What you should do:
Extract the listing below in full, unchanged.

══ Supplied material

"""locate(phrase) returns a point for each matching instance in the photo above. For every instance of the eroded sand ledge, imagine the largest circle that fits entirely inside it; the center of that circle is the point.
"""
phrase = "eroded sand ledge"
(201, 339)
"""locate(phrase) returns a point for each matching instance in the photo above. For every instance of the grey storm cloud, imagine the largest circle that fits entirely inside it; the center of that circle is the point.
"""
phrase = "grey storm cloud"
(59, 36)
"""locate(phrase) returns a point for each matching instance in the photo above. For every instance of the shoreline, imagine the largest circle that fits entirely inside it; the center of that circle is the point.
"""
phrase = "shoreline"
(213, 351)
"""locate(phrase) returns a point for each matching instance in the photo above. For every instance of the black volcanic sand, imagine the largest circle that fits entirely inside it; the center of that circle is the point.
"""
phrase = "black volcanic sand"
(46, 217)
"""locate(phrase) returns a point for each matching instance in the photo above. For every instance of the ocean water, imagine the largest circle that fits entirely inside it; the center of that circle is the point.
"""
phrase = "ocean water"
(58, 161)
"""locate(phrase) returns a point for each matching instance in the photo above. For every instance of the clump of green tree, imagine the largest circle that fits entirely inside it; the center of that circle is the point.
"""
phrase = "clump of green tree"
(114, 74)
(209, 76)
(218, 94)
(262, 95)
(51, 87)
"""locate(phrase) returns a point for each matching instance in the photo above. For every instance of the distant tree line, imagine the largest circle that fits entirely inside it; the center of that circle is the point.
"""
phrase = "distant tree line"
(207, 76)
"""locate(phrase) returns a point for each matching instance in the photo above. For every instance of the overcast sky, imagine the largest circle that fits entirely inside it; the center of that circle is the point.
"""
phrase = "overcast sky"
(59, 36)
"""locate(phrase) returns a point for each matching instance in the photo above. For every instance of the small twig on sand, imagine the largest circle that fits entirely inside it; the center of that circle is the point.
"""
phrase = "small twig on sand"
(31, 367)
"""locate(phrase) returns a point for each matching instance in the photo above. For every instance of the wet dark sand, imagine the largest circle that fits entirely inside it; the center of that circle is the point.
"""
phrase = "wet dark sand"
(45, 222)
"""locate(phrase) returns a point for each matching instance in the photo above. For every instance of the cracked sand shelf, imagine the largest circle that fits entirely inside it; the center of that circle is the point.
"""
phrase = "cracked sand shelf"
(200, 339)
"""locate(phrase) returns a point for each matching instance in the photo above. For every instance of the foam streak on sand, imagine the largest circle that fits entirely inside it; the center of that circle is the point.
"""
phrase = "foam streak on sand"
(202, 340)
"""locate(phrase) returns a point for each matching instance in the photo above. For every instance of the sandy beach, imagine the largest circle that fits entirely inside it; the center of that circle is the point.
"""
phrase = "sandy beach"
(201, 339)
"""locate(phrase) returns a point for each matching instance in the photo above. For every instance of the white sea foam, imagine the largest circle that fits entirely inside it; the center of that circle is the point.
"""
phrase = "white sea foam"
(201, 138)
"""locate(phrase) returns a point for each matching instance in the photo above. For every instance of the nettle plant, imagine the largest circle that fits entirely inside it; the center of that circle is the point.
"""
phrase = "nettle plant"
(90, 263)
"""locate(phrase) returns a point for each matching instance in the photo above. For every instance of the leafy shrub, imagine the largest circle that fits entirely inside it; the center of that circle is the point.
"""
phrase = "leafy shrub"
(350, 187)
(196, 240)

════

Problem solution:
"""locate(phrase) returns a point for each matching instance in the photo above. For every instance of the eroded sand ledge, imagine the largest circle that fits entirely inside it; the center of that circle is the point.
"""
phrase = "eroded sand ledge"
(201, 339)
"""locate(phrase) returns a point for each matching instance in the photo above. For every instance of the grey storm cloud, imagine the largest circle that fits entirely inside it; the center of that circle is the point.
"""
phrase = "grey storm cloud"
(59, 36)
"""locate(phrase) returns a point for each matching instance in the photo above. For every instance of the shoreline, imagine the largest circle that fits entirely inside it; the center of that circle is the point.
"""
phrase = "shoreline"
(213, 351)
"""locate(phrase) returns a point for each matching instance in the photo above. For every instance of the black volcanic sand, imagine the largest circle that fits entirely inside it; the center of that circle is the point.
"""
phrase = "black volcanic sand"
(46, 217)
"""locate(phrase) returns a point for each matching instance in the photo above. For every instance of the ocean water, imagine the largest circle that fits entirely inside it; the center of that circle is the point.
"""
phrase = "ocean water"
(58, 161)
"""locate(phrase) returns a point for each matching instance in the photo above. For every instance of the clump of green tree, imagine the largest circle that fits entirely inside it; the center of that circle is the point.
"""
phrase = "clump of green tree"
(114, 74)
(209, 76)
(218, 94)
(262, 95)
(51, 87)
"""locate(phrase) returns a point for each matching instance in the photo above. For every instance of the distant tree line, imagine the largest circle that fits entirely inside it; the center of that circle is the point.
"""
phrase = "distant tree line"
(207, 76)
"""locate(phrase) returns a point for each matching instance in the photo above. For every instance of the overcast sky, imagine the largest circle that fits entirely inside it; the center of that circle is the point.
"""
phrase = "overcast sky"
(59, 36)
"""locate(phrase) returns a point for each matching instance in the photo above. For every instance of the small twig on sand, imagine the largest circle that fits entirely inside it; the center of that circle is the point.
"""
phrase = "small twig on sand"
(31, 367)
"""locate(phrase) returns a point for each matching instance in the photo above. For every instance of the wet dark sand, imagine the largest circle that fits entirely inside it; the center of that circle is the point.
"""
phrase = "wet dark sand"
(45, 222)
"""locate(phrase) returns a point for each matching instance in the photo above. For every instance of the cracked sand shelf, imagine the largest circle that fits entirely inside it; the center of that circle is the point.
"""
phrase = "cracked sand shelf"
(200, 339)
"""locate(phrase) returns a point for each matching instance in the photo above. For every instance of the foam streak on sand, imagine the largest circle that fits entirely inside it; the center of that circle is the point.
"""
phrase = "foam streak on sand"
(202, 340)
"""locate(phrase) returns a point for each matching instance in the photo above. For every instance of the sandy beach, imagine the largest circle that fits entirely inside it; the center of that circle is the point.
"""
phrase = "sandy beach"
(201, 339)
"""locate(phrase) returns a point for each matching instance in the photo above. For every instance of the white sea foam, imagine the largest circle that fits entirely inside it; the center of that circle is the point.
"""
phrase = "white sea foam"
(201, 138)
"""locate(phrase) returns a point for each matching instance in the photo above. For every instance of the nettle plant, imagine the largest circle that fits entirely inside it; the center of that circle is the point.
"""
phrase = "nettle plant"
(90, 263)
"""locate(phrase) returns a point for each matching instance in the photo above. For every instance of the leafy shrub, imagine the largest circle that fits entirely inside it; the center of that circle is the point.
"""
phrase = "leafy shrub"
(350, 187)
(196, 240)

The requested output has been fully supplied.